Collect the lines of the entries where "cloud" shows up.

Segment Start: Source records

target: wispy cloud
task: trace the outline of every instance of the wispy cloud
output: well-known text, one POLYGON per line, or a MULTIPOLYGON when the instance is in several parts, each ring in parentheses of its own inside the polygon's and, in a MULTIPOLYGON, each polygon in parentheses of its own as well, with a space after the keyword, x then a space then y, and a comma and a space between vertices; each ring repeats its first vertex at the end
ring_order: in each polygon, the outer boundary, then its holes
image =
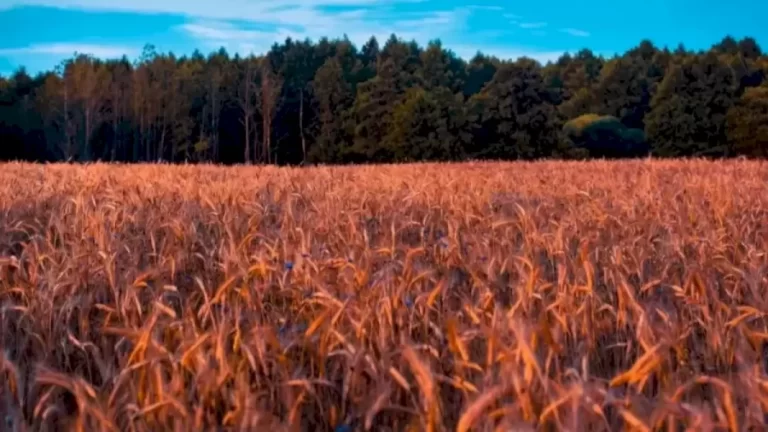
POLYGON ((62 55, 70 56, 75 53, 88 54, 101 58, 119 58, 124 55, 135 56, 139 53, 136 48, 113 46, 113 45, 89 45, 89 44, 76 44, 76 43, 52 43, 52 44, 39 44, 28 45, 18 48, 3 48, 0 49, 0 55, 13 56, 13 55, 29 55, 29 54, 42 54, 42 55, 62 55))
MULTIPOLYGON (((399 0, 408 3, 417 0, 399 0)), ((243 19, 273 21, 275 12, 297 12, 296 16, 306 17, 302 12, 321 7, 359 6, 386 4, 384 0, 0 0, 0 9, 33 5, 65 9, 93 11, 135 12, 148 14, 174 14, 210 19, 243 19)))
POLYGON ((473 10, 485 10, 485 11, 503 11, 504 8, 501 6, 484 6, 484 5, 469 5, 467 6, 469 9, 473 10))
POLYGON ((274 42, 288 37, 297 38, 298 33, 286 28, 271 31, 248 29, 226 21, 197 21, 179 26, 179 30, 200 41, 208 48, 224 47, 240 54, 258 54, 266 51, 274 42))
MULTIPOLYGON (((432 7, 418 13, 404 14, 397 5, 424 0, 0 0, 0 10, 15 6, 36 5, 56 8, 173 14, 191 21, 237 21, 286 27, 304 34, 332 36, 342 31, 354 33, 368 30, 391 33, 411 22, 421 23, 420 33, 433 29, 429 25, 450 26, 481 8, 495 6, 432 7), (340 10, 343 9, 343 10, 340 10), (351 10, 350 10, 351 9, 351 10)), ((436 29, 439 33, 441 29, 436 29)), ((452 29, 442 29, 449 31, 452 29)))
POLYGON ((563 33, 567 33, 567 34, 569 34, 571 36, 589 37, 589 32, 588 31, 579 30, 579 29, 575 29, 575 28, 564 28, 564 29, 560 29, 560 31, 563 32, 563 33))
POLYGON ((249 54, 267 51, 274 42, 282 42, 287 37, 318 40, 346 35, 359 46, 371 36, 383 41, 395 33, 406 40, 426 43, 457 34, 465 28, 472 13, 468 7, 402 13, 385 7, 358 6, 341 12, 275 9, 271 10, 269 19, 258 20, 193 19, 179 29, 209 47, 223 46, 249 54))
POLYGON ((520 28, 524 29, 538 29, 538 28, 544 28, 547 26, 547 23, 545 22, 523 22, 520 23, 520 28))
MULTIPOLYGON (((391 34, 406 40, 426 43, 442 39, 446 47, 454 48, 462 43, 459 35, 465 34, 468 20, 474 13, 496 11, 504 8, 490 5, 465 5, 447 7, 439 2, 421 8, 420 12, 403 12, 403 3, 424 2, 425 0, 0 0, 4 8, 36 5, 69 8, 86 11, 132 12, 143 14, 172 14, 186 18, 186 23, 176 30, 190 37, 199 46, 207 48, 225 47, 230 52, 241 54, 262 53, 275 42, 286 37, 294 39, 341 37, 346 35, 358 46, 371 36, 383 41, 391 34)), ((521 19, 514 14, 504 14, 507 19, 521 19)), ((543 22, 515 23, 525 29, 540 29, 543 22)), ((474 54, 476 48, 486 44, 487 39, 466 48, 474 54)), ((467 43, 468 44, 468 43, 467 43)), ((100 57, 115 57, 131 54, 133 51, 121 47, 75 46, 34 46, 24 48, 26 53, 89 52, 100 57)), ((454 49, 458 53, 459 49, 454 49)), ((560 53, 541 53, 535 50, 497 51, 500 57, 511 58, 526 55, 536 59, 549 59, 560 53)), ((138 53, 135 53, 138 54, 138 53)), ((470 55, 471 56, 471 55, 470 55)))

Segment End: Source records

> **Reply**:
target: wispy cloud
task: trace the outline of every instance of the wispy cloud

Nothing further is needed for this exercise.